Gather every row below that contains the word "shrub" and copy each one in full. Match the case exactly.

* * * *

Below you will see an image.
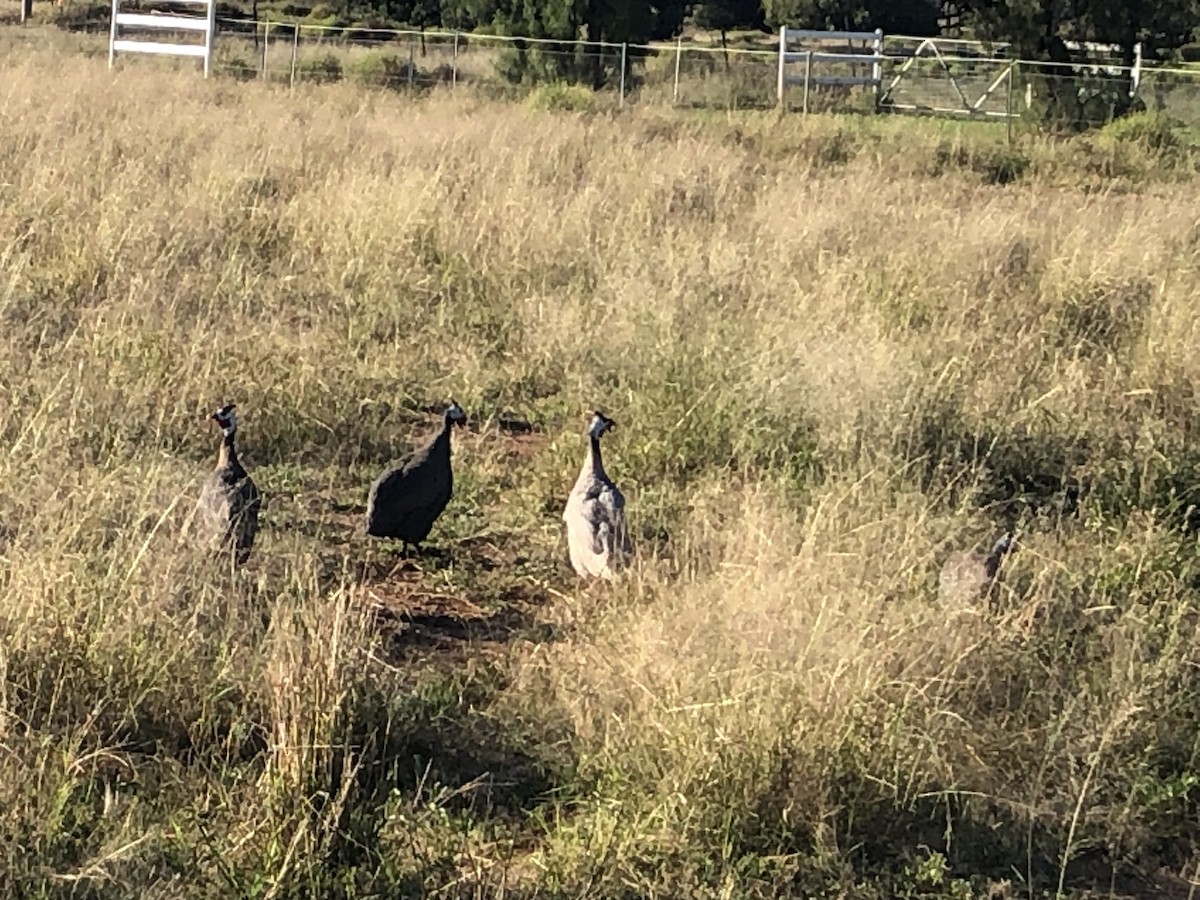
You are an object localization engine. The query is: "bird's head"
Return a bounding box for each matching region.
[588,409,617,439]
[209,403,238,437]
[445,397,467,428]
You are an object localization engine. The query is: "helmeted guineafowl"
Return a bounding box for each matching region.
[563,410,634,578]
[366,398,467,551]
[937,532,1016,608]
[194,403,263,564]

* * * *

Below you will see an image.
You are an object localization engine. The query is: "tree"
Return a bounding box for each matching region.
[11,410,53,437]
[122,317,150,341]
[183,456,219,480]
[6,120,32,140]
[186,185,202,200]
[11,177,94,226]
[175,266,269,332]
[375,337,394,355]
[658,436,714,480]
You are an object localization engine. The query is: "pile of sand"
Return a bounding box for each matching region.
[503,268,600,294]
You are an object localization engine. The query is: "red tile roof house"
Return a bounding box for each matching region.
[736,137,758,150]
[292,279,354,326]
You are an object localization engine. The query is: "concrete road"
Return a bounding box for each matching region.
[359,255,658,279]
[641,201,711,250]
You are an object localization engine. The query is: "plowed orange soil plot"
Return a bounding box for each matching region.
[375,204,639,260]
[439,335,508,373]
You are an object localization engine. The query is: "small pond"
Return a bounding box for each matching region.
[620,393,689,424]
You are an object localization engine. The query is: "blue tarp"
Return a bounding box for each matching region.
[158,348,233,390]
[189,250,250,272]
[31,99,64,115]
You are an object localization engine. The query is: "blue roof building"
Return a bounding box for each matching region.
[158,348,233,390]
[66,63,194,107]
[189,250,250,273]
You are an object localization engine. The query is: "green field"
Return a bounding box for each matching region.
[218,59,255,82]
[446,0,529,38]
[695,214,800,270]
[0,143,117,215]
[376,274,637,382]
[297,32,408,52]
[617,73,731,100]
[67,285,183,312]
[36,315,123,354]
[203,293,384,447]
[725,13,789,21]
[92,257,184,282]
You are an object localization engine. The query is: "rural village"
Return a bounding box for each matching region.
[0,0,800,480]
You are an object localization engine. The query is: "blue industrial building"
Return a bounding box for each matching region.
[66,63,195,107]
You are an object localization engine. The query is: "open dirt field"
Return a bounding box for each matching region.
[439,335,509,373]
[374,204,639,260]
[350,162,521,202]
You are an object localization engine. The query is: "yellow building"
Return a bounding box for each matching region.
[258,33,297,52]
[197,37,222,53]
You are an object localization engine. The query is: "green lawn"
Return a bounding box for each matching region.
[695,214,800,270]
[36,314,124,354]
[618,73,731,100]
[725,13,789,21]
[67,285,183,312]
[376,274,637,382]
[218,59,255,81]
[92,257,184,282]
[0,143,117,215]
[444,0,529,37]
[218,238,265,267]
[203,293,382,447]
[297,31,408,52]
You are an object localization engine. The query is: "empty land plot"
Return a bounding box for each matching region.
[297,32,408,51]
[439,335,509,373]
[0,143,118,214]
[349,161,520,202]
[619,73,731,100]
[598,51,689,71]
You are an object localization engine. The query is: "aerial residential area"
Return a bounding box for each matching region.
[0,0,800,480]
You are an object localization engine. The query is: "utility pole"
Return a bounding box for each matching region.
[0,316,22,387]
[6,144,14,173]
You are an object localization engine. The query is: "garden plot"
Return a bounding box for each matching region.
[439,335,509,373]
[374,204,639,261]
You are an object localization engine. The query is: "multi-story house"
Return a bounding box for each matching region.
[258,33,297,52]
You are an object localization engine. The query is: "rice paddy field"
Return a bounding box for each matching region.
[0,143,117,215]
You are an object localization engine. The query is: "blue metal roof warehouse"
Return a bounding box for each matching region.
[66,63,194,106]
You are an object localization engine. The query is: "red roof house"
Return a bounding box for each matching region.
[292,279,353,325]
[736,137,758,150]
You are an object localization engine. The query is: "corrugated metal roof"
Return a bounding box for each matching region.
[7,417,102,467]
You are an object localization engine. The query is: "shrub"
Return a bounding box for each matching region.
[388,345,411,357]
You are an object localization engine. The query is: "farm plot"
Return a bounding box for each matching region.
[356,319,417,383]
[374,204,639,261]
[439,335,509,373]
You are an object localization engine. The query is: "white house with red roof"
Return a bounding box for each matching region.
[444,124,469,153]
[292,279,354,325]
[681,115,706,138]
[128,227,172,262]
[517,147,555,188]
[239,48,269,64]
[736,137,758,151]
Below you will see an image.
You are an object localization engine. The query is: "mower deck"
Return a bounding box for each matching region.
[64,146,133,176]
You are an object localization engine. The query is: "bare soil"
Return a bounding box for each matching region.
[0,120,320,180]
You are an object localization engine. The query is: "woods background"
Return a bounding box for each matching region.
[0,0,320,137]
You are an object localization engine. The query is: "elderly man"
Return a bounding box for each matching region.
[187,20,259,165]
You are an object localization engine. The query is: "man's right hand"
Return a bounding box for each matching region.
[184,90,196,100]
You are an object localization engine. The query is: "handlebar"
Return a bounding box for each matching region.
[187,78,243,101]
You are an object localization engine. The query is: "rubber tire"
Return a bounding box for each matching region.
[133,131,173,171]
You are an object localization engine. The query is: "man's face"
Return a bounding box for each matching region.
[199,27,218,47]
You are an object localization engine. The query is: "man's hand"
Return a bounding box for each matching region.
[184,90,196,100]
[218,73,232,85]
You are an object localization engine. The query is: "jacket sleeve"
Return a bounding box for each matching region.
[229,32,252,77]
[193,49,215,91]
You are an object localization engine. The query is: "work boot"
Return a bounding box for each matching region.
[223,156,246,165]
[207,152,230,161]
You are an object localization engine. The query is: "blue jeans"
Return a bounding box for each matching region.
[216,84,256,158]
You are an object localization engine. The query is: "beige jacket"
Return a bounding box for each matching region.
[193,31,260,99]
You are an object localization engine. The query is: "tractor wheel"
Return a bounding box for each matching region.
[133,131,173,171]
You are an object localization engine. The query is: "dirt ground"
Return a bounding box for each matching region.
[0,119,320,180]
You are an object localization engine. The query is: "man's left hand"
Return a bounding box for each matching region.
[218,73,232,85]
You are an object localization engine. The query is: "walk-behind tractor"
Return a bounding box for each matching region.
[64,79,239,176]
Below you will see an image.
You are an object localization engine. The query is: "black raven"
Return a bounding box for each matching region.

* * * *

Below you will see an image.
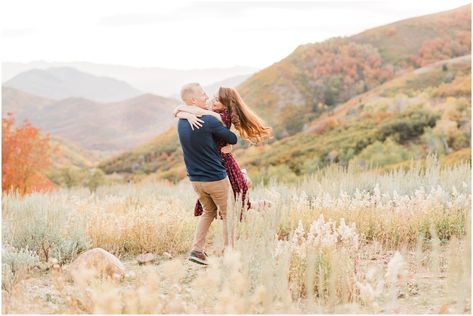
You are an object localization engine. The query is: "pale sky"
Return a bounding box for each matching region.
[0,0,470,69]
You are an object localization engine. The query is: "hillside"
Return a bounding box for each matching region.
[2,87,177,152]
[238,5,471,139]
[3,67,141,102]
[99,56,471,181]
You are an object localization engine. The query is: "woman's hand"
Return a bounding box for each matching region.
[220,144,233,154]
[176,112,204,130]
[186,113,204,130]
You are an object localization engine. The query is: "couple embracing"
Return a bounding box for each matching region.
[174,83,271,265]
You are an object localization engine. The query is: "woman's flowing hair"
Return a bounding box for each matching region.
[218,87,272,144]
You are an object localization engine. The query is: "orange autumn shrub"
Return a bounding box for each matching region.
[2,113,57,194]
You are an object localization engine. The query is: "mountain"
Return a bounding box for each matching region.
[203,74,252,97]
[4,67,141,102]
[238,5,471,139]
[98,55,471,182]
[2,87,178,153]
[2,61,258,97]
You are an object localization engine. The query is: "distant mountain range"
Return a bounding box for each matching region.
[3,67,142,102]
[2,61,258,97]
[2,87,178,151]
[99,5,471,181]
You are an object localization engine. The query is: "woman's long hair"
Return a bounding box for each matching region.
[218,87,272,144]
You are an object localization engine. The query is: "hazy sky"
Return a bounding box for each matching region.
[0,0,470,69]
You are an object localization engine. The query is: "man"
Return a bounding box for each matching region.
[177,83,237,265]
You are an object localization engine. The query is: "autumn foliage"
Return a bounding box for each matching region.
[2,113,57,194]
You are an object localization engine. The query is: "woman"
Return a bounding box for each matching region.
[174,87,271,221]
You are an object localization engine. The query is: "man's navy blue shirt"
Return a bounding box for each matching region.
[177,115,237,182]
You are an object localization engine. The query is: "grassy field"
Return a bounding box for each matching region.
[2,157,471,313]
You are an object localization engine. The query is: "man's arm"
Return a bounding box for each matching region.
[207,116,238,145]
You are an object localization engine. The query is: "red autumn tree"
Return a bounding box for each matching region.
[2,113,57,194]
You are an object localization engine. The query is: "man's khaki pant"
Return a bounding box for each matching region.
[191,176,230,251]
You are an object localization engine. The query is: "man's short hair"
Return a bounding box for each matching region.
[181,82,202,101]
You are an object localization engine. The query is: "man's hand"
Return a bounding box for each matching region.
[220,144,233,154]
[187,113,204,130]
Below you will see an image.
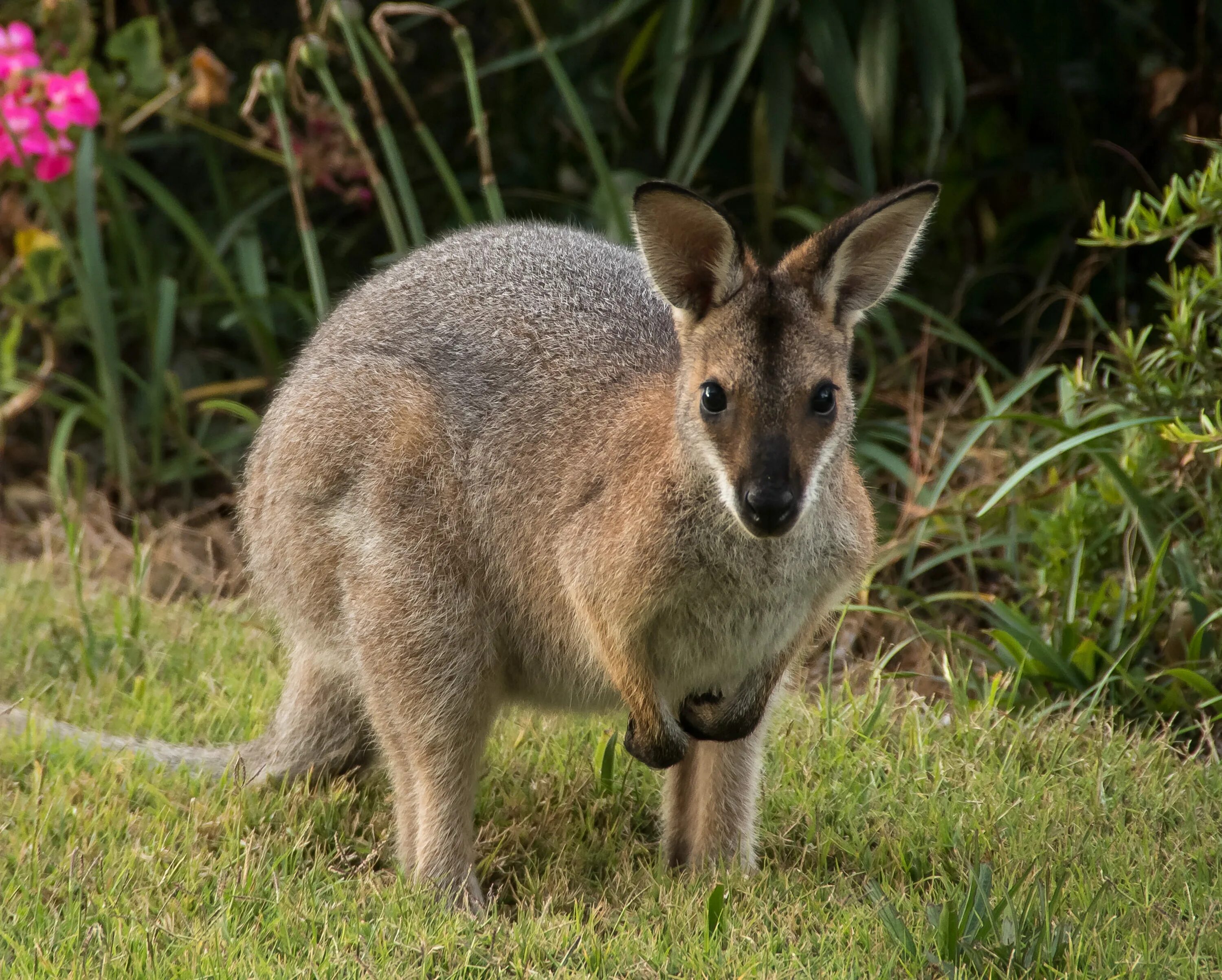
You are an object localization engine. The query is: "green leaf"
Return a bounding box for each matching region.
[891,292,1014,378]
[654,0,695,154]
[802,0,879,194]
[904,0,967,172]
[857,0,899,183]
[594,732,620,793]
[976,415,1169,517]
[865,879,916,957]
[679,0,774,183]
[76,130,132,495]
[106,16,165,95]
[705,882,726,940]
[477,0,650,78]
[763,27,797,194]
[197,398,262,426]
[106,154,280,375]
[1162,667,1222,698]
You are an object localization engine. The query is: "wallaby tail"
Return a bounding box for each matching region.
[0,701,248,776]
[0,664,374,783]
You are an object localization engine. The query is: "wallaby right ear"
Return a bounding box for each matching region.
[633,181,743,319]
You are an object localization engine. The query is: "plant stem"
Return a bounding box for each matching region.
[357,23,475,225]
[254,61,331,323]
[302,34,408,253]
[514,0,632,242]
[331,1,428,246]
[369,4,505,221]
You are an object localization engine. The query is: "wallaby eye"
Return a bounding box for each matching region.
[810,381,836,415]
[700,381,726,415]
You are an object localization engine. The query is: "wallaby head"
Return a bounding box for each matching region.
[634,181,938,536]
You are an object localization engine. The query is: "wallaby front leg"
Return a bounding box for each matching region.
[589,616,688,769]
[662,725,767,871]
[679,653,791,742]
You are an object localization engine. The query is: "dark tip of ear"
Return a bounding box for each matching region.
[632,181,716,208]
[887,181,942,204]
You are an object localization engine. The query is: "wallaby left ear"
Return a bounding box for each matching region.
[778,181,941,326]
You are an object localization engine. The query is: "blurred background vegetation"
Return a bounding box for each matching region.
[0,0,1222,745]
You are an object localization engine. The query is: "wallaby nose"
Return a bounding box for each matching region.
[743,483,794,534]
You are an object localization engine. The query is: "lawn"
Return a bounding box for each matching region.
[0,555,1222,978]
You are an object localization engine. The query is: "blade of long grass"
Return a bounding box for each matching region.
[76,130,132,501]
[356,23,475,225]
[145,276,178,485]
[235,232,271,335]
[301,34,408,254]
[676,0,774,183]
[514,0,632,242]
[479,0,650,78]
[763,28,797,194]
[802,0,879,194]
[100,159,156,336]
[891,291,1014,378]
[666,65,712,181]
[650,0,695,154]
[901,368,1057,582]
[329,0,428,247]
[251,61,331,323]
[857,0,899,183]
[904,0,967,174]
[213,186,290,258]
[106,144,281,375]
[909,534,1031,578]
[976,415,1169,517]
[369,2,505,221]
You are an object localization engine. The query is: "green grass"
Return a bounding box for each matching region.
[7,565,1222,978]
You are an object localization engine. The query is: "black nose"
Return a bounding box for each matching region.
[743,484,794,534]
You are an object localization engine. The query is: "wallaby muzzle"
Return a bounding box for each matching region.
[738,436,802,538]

* * * *

> Result for this task
You are an object localization engine. The query is: "shrub"
You are an object localization engine. The query is: "orange autumn shrub"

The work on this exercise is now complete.